* Aim of the exercise
Restate word for word, and only, the lines that extend from the line containing "white railing on this photo." through the end of the records below.

Photo-based referring expression data:
■ ■ ■ ■ ■ ■ ■

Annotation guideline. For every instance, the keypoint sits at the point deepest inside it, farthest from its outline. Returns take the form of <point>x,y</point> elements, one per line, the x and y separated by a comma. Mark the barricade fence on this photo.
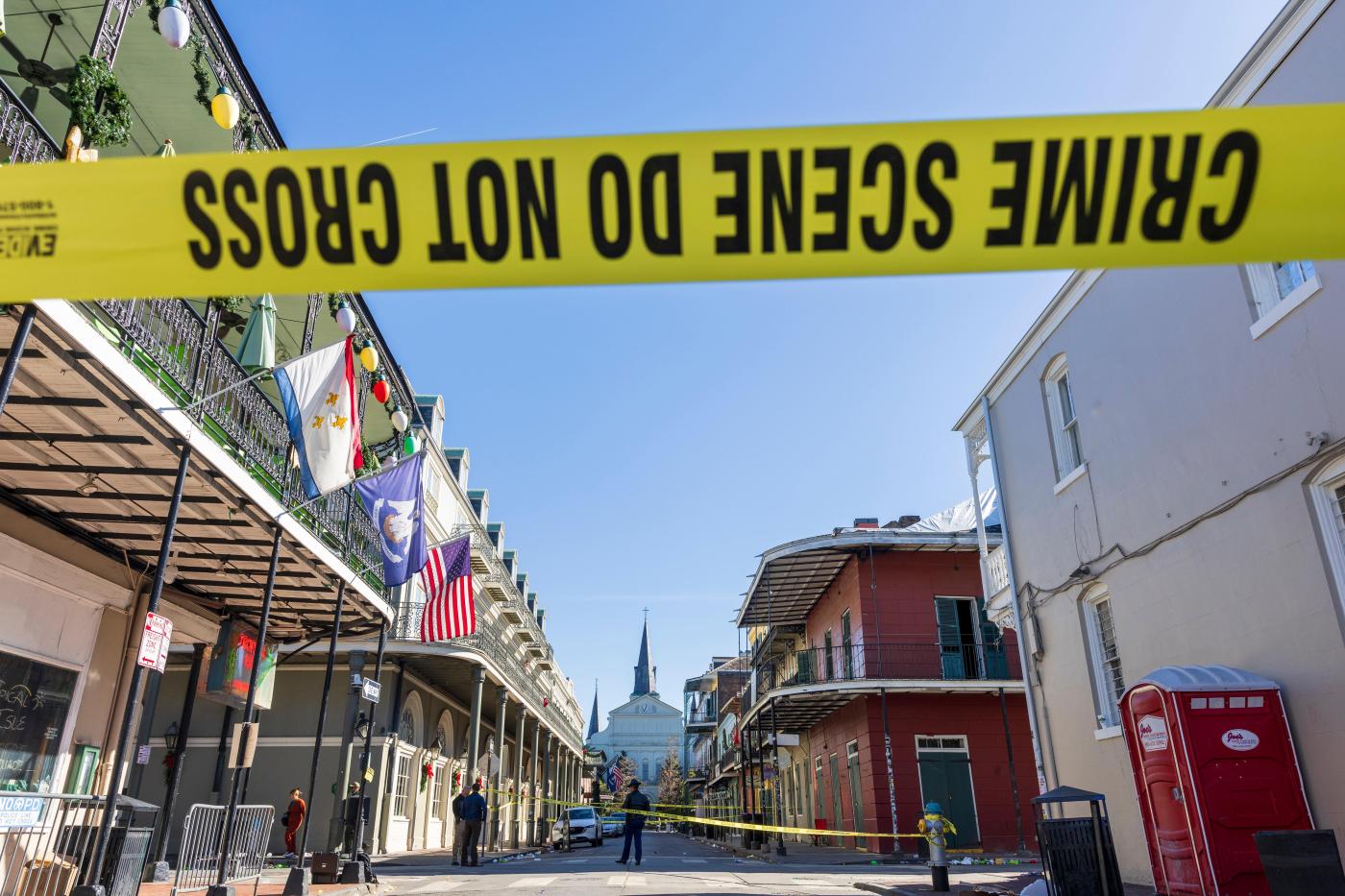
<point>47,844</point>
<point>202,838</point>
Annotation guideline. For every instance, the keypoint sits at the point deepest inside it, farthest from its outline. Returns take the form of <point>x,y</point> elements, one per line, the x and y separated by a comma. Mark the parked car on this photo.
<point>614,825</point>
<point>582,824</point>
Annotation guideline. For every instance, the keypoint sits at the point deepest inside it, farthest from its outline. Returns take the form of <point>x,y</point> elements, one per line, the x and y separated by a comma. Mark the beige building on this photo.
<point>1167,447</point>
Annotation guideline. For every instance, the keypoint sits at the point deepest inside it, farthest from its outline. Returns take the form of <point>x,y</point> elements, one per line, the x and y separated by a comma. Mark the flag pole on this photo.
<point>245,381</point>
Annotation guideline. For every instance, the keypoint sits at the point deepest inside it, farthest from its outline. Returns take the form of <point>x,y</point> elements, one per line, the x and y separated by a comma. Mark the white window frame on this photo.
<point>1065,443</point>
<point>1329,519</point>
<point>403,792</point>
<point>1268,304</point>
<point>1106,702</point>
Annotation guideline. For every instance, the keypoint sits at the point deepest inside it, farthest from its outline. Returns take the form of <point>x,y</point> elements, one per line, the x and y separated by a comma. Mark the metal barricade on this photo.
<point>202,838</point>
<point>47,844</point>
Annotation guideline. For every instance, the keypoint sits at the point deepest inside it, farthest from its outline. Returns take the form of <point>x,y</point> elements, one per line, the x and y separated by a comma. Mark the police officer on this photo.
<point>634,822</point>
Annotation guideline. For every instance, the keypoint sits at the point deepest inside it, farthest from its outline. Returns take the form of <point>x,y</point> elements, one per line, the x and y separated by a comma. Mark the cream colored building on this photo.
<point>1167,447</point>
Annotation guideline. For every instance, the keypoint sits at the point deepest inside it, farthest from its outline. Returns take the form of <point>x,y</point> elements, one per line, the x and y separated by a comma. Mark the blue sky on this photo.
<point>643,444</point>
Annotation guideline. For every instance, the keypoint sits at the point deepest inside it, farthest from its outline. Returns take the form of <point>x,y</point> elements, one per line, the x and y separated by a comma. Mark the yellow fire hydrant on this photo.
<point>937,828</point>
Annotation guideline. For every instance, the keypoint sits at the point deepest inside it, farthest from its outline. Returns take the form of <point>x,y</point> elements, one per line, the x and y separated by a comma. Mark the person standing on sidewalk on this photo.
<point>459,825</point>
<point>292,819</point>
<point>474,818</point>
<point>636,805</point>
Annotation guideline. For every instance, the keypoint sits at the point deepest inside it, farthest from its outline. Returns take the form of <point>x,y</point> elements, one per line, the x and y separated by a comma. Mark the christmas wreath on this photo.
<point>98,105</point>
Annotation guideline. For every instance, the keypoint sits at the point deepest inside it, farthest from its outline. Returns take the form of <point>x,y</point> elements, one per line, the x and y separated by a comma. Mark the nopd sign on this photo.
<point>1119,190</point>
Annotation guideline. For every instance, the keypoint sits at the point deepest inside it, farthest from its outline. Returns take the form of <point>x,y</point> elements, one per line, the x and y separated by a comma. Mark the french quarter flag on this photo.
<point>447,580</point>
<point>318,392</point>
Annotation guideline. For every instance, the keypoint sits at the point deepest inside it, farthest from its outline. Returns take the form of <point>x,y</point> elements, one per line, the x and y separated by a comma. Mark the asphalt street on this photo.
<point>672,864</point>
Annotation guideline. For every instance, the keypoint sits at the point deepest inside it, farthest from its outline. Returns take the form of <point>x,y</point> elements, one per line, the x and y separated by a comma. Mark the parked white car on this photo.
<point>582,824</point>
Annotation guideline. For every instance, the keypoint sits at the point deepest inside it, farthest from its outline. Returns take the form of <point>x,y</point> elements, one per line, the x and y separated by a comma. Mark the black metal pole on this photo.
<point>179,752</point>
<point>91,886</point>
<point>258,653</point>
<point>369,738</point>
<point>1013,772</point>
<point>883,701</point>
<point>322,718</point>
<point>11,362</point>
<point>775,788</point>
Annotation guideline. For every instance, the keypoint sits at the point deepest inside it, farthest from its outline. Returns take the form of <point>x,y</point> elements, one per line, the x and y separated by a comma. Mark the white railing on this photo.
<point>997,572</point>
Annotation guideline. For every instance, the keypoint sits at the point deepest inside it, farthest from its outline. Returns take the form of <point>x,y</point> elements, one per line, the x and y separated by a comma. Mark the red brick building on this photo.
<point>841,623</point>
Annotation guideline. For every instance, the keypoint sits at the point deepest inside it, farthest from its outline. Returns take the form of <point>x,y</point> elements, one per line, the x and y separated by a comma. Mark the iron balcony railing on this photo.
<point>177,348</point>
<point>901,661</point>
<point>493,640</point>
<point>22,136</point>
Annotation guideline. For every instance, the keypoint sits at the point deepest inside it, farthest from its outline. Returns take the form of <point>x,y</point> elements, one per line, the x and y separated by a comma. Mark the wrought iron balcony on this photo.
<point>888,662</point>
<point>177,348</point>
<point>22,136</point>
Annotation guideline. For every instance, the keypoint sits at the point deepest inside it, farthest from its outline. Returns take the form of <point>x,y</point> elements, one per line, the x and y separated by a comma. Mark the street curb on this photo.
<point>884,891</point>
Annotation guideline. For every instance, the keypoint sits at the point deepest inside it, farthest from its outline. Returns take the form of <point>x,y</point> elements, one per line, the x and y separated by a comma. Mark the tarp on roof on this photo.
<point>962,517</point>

■ ■ ■ ■ ■ ■ ■

* Response to this task
Annotation guideline. For every instance, the keypoint sits at the point deepest inside it, farthest from its outline. Returns take the form of <point>x,y</point> elements, one per line, the x and y separated by a comma. Mark the white railing on this photo.
<point>997,572</point>
Annotation guideline. For every instance, the keypoint sits at the point deepest inside it, farthest from its outline. Returns take the form of <point>x,y</point> elements, one per line, the x and y separated by a comma. Mark the red brick building on this photo.
<point>841,623</point>
Annotation guideline. For every instance, the keypoint sits at the point deepest inside it, farthest from its outline. Returns take the form of <point>x,y</point> elements, one per line, the x and y separated by a comma. Mark the iron balcony railing on this photo.
<point>177,348</point>
<point>901,661</point>
<point>493,640</point>
<point>22,136</point>
Annotation guideline. For every instance, the keypoint sits at the point deepest inside it, farthest from its outline. Returns take the form of <point>x,y</point> elements, one per line, the x and y separated by a comma. Mark the wrought iron balcony on this photo.
<point>888,662</point>
<point>177,348</point>
<point>22,136</point>
Annotation guideline. For every instance, the keypoint sits at the point deepest inside it, farthest from its outline. Returns take the form of <point>x,y</point> elements, one per line, the x and y separated by a comma. Mark the street curb on this photo.
<point>884,891</point>
Annotation guideline. For every instance, the keypoint sits at the point deepest inside it, farthest from its outline. Returns take the form of <point>x,y</point> elements, one per line, the x and y separated by a comma. Mark the tarp on roof on this photo.
<point>962,517</point>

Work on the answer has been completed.